Your job is to copy all the entries precisely as they stand.

[[ Data under study open ]]

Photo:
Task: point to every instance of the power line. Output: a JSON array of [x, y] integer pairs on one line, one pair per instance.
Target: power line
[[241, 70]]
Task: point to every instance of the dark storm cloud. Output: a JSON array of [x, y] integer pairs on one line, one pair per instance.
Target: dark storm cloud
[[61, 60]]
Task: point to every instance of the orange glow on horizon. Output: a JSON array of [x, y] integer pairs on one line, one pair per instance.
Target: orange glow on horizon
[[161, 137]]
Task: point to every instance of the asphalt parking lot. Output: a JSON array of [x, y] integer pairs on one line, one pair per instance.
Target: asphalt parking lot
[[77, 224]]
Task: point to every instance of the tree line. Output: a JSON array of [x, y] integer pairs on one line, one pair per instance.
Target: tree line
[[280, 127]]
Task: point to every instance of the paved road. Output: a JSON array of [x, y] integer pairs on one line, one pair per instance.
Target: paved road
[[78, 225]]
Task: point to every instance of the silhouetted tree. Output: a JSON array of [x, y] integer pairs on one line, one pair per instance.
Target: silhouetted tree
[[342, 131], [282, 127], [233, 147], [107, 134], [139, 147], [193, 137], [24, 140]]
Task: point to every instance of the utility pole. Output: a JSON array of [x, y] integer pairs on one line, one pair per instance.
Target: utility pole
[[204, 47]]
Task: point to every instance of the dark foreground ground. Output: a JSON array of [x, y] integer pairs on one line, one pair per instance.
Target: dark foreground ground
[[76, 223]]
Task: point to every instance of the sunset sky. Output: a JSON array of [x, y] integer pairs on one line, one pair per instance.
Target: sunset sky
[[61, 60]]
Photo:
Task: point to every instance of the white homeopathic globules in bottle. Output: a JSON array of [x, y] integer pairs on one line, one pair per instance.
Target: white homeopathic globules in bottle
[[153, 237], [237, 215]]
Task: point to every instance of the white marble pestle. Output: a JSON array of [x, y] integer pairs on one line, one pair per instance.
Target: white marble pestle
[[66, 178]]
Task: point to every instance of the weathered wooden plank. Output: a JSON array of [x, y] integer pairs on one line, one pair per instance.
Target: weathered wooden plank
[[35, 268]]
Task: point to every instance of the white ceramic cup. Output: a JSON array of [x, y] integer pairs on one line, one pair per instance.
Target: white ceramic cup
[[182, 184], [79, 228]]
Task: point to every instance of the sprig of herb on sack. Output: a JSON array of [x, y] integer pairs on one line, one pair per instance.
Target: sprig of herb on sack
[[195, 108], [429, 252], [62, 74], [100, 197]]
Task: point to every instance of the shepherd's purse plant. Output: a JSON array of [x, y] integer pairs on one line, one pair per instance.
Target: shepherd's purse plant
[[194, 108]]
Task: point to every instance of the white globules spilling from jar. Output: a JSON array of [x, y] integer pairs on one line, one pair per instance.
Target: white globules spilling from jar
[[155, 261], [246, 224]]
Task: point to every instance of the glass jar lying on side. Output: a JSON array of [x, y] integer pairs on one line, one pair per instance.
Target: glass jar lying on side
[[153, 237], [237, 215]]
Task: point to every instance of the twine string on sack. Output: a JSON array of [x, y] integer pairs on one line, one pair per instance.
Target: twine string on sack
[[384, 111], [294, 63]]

[[ Data under study closed ]]

**The answer**
Photo:
Task: point to every instance of the power line. Output: a JSON array of [x, y] integer pairs on one line, one pair per instance.
Target: power line
[[241, 70]]
Task: point to every instance of the dark storm cloud. Output: a JSON array of [x, y] integer pairs on one line, one pair per instance.
Target: dark storm cloud
[[61, 60]]
Task: point to every instance of the orange glow on horizon. Output: a JSON array of [x, y] integer pairs on one line, one pair per instance.
Target: orange glow on horizon
[[161, 137]]
Task: point to every instance of the asphalt parking lot. Output: a JSON array of [x, y] integer pairs on one line, one pair per instance.
Target: asphalt parking lot
[[77, 224]]
Task: point to every instance of the tree line. Output: a JSON array of [x, y] integer pairs on one line, one pair per instance.
Target: tree line
[[280, 127]]
Task: point to every instance of the paved road. Output: a JSON array of [x, y] integer pairs on one line, one pair per instance.
Target: paved road
[[78, 225]]
Task: point to every instance of the silhouetted tree. Output: a JSON array of [x, y] integer pairs on one line, one pair per instance.
Target: silhouetted tree
[[342, 131], [282, 127], [233, 147], [107, 134], [139, 147], [193, 137], [24, 140]]
Task: point to every instance of the utility pole. Output: a JSON array of [x, y] integer pairs on one line, one pair per instance.
Target: utility pole
[[204, 47]]
Task: point to every instance of the dark foreground ground. Output: a JSON array of [x, y] integer pairs on one line, one pair per instance.
Target: dark foreground ground
[[76, 223]]
Task: point to every instance of the sunset sky. Output: a JSON array of [x, y] integer pairs on one line, one pair per instance.
Target: sunset sky
[[61, 60]]
Photo:
Task: point to every instance of the white homeopathic globules in bottle. Output: a JSON array of [x, y] integer pairs on one line, one pair per instance.
Target: white homeopathic globules in bottle
[[153, 237], [237, 215]]
Task: point to every instance of the white marble pestle. Output: a JSON array of [x, y] integer pairs on one line, one pair per instance.
Target: white marble pestle
[[66, 178]]
Task: point to every instance of the weathered wooden plank. Output: a JSON array of [x, y] integer pairs on one line, one pair per instance.
Target: weathered wooden plank
[[35, 268]]
Task: point to every instance of the white ceramic cup. Output: a JSON array of [x, y] integer pairs on one line, one pair per instance.
Target: white ceramic cup
[[182, 184], [79, 228]]
Task: point to every instance of the sprig of herb on sack. Output: a JSON array of [x, y] integer pairs on one line, one pair per instance.
Target: sprig of herb on sack
[[195, 108], [429, 252], [62, 74], [100, 197]]
Task: point to every instance of the shepherd's purse plant. Output: a JSON array of [x, y] integer pairs on one line, one pair per instance.
Target: shepherd's purse plant
[[194, 108]]
Task: point to every instance of the white globules spilling from jar. Output: a JSON array of [x, y] integer pairs on one line, one pair per instance.
Target: white globules spilling from jar
[[155, 261], [246, 224]]
Task: point to every instance of the glass jar lying on side. Output: a JSON array of [x, y] integer pairs on one line, one pair per instance.
Target: glass jar lying on side
[[153, 237], [237, 215]]
Task: point to every instance of the twine string on sack. Output: a JSON array of [x, y] integer pairs on one line, one pair per instance.
Target: twine string on sack
[[384, 111], [294, 63]]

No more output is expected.